## What you will do:
The records below are to be retyped in full, without any alteration.
══ Task input
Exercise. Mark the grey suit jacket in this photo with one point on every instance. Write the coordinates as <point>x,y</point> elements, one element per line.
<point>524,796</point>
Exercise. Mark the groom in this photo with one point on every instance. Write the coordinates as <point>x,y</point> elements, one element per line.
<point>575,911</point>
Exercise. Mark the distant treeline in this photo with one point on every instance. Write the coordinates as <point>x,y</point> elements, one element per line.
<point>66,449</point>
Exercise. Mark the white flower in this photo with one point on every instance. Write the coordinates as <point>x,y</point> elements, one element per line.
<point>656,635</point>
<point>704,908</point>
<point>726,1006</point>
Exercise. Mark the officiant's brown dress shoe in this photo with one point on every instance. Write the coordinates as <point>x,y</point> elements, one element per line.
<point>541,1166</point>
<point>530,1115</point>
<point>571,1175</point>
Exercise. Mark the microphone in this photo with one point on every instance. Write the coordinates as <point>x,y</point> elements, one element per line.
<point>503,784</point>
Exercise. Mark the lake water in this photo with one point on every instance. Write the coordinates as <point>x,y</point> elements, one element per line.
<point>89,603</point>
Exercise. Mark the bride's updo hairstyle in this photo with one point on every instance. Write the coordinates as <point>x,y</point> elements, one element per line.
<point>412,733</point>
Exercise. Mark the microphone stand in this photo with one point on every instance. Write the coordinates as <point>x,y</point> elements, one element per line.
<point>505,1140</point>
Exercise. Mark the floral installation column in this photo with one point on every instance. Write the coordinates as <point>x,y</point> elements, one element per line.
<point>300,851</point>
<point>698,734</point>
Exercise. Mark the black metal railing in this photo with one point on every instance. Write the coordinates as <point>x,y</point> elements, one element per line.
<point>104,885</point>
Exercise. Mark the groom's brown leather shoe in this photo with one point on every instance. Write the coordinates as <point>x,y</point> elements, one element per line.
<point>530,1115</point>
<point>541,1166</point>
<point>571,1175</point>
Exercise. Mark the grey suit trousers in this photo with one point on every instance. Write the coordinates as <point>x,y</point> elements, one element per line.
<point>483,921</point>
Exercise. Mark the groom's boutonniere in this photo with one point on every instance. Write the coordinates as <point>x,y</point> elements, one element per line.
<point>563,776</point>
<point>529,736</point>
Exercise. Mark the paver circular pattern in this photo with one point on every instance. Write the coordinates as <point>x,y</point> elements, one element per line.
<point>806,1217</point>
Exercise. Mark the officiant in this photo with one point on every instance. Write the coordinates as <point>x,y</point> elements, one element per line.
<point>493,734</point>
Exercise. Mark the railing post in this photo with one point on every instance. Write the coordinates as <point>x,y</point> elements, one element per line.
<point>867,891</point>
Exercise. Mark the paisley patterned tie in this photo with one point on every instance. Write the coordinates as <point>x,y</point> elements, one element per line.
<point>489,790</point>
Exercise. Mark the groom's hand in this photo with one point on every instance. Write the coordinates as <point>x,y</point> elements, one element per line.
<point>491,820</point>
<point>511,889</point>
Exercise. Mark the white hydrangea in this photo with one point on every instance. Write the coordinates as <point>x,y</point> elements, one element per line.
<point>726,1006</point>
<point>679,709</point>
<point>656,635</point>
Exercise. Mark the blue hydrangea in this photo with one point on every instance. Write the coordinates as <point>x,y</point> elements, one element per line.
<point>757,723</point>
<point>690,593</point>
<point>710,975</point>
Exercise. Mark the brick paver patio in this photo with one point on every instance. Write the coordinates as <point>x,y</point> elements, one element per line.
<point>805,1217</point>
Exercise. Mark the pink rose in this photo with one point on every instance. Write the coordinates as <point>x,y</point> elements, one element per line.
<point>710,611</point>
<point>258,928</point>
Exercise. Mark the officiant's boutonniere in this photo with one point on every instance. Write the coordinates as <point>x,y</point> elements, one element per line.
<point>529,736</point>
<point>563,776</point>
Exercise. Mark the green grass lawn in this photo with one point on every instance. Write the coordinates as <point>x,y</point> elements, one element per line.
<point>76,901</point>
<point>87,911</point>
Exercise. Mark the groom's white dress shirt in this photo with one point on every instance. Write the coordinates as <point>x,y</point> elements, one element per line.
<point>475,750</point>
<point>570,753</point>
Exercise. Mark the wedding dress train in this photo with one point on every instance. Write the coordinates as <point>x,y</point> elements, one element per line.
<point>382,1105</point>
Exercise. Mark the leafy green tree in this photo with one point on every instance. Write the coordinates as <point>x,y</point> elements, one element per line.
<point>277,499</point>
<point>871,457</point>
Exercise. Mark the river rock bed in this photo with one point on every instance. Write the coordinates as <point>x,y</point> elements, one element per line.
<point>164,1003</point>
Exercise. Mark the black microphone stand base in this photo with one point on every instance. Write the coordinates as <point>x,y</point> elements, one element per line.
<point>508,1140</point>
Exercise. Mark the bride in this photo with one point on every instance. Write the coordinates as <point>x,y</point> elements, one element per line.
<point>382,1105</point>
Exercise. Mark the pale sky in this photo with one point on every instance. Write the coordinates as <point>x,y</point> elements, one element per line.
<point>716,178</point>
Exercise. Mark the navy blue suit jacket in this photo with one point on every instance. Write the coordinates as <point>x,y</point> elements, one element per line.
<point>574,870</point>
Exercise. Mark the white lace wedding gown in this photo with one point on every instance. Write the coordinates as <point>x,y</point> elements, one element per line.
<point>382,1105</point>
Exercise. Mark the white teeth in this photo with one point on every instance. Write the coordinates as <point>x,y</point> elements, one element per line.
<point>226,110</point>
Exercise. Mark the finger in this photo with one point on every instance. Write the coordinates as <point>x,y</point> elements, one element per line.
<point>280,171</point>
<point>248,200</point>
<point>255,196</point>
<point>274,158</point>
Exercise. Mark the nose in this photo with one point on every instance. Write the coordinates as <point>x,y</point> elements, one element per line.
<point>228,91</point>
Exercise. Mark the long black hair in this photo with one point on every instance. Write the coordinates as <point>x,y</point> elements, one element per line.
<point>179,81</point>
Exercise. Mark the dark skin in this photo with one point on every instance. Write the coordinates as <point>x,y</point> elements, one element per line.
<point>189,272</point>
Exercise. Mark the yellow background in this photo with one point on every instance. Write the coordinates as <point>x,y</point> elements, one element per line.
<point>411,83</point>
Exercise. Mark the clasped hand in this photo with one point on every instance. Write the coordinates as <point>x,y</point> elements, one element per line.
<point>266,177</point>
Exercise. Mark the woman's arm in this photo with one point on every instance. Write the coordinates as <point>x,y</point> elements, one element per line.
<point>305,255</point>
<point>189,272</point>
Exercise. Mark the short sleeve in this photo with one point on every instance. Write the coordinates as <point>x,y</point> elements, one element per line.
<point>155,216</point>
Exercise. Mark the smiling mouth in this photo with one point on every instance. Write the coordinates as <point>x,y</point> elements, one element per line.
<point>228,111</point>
════
## Written answer:
Exercise. Mark the grey suit jacket in this photo with one point on every instance. Write the coordinates as <point>x,y</point> elements, one element per line.
<point>524,796</point>
Exercise. Mark the groom in this photo with one point on every instance. Write the coordinates as <point>x,y</point> elements, one element per line.
<point>575,911</point>
Exercise. Mark the distant treeline in this photo with one point on every instance. Write the coordinates as <point>x,y</point> elements, one element per line.
<point>66,449</point>
Exercise. Mark the white flower in this photo with one point on every instance. Write the coordinates as <point>x,y</point> elements, one element per line.
<point>656,635</point>
<point>704,908</point>
<point>726,1006</point>
Exercise. Mark the officiant's brown dress shoe in this photo with one point on every instance. Write the coordinates as <point>x,y</point> elements, one element per line.
<point>541,1166</point>
<point>530,1115</point>
<point>571,1175</point>
Exercise. Mark the microphone in this photo with one point on every instance. Write the coordinates as <point>x,y</point> elements, one element per line.
<point>503,784</point>
Exercise. Mark the lake water in this photo with one point on every instance. Write the coordinates as <point>x,y</point> elements, one element per line.
<point>89,603</point>
Exercise. Mark the bride's updo hairstyle in this photo with one point on every instance. Write the coordinates as <point>x,y</point> elements, one element per line.
<point>412,733</point>
Exercise. Mark the microphone stand in this photo with one point on every instance. Write the coordinates as <point>x,y</point> elements, one element per line.
<point>505,1140</point>
Exercise. Mark the floral installation column in this photo with one point on every instance. Write the coordinates as <point>x,y</point> elements, one element per line.
<point>300,851</point>
<point>698,734</point>
Exercise. Mark the black metal railing in this photo with one point on every instance. Write the coordinates as <point>x,y</point> elements, one element per line.
<point>104,885</point>
Exercise. Mark the groom's brown leather shoe in this photo with one point on every instance. Write the coordinates as <point>x,y</point> elements, one element per line.
<point>530,1115</point>
<point>541,1166</point>
<point>571,1175</point>
Exercise. Mark the grey suit trousers in this photo with one point on every instance. Write the coordinates as <point>x,y</point> elements, one element per line.
<point>483,921</point>
Exercise. Mark the groom's boutonniere in this photo with one point on every instance. Write the coordinates as <point>x,y</point> elements, one element per line.
<point>563,776</point>
<point>529,736</point>
Exercise. Mark the paver circular pattern in this photo with one point on every instance. Write the coordinates as <point>x,y</point> elements, one element per line.
<point>806,1217</point>
Exercise. Mark the officiant in this photo with one point on every instance. Write the coordinates as <point>x,y</point> elements, one element per line.
<point>493,734</point>
Exercise. Mark the railing post in this photo with one point on every instance. Write the coordinates as <point>x,y</point> elements, one element per line.
<point>867,891</point>
Exercise. Mark the paisley patterned tie in this photo with one point on every instance. Write the coordinates as <point>x,y</point> elements, one element per line.
<point>489,790</point>
Exercise. Mark the groom's hand in this photo with one point on every instance. Write the coordinates as <point>x,y</point> elements, one element per line.
<point>491,820</point>
<point>511,889</point>
Exercise. Mark the white hydrangea in this photo with one point on every instance. Write the coordinates as <point>x,y</point> elements, one element per line.
<point>726,1006</point>
<point>679,709</point>
<point>656,635</point>
Exercise. Mark the blue hydrangea in this photo with one point on every instance. Write the coordinates as <point>x,y</point> elements, one element per line.
<point>757,723</point>
<point>690,593</point>
<point>710,975</point>
Exercise. Mark the brick paver patio in this photo with one point on every instance. Write the coordinates as <point>x,y</point> elements, one element per line.
<point>805,1217</point>
Exercise. Mark the pink rose in this photo with one point on every instance. Write the coordinates as <point>x,y</point> elements, one element per line.
<point>710,611</point>
<point>258,928</point>
Exercise. Mark the officiant's boutonniere in this photo with one point on every instance. Write the coordinates as <point>x,y</point> elements, one element per line.
<point>529,736</point>
<point>563,776</point>
Exercise. Mark the green grass lawn in this photo with one point on every instance. Write the coordinates as <point>x,y</point> elements, one element per line.
<point>76,901</point>
<point>87,911</point>
Exercise. Mark the groom's white dress shirt in this photo with one point on every instance. Write the coordinates as <point>x,y</point> elements, one element per line.
<point>475,750</point>
<point>570,753</point>
Exercise. Mark the wedding dress train in this photo with one point on every instance. Write the coordinates as <point>x,y</point> elements, one element per line.
<point>382,1105</point>
Exercise. Mark the leafy green tree in this photo with one point on every instance. Write the coordinates as <point>x,y</point> elements, one element per line.
<point>277,499</point>
<point>871,457</point>
Exercise. Mark the river rock bed in this photo with one point on every instance. Write the coordinates as <point>x,y</point> elements, one element per line.
<point>164,1003</point>
Exercise. Mark the black microphone stand base in this photo with one point on every instance. Write the coordinates as <point>x,y</point> elements, one element per line.
<point>508,1140</point>
Exercise. Mark the bride in this photo with one point on every instance. Write the coordinates as <point>x,y</point> elements, one element per line.
<point>382,1105</point>
Exercise. Mark the pale sky in this photo with one point on every instance. Write the coordinates as <point>x,y</point> elements, one element per line.
<point>716,178</point>
Exercise. Mark the navy blue suit jacket in this photo with one point on every instance. Write the coordinates as <point>x,y</point> elements, one element per line.
<point>574,870</point>
Exercise. Mark the white lace wedding gown in this photo with one point on every instance. Write the coordinates as <point>x,y</point> elements, one element per line.
<point>382,1105</point>
Exercise. Mark the white teeth in this photo with one point on every instance. Write the coordinates as <point>x,y</point> elements, one element per line.
<point>226,110</point>
Exercise. Mark the finger in this photo with one point on every instance. Write the coordinates as <point>x,y</point> elements, one element per line.
<point>280,171</point>
<point>248,200</point>
<point>255,196</point>
<point>274,158</point>
Exercise. Mark the nose in this photo with one point on every instance. Write the coordinates as <point>x,y</point> elements, one element per line.
<point>228,91</point>
Exercise. Mark the long black hair in this photo with one point on every instance. Write the coordinates as <point>x,y</point> elements, one element per line.
<point>179,81</point>
Exercise. Mark the dark skin in this photo with one point on every instance. Write the coordinates as <point>x,y</point> elements, one element per line.
<point>189,272</point>
Exercise. Mark the yellow background in this photo with one point on every instance. Write the coordinates as <point>x,y</point> elements, one element per line.
<point>411,83</point>
Exercise. Mark the clasped hand in this photo with one point on every instance. Write the coordinates as <point>x,y</point> elements, one element per line.
<point>266,177</point>
Exercise. Mark the woman's arm in this photo with one point on every instance. Write the coordinates as <point>x,y</point> elements, one element per line.
<point>305,255</point>
<point>189,272</point>
Exercise. Mark the short sleeve in this photo with one point on every instance. Write the coordinates as <point>x,y</point> elements, one element per line.
<point>155,216</point>
Exercise. Mark the smiling mouth in this photo with one point on every instance. Write the coordinates as <point>x,y</point> elements, one element per line.
<point>228,111</point>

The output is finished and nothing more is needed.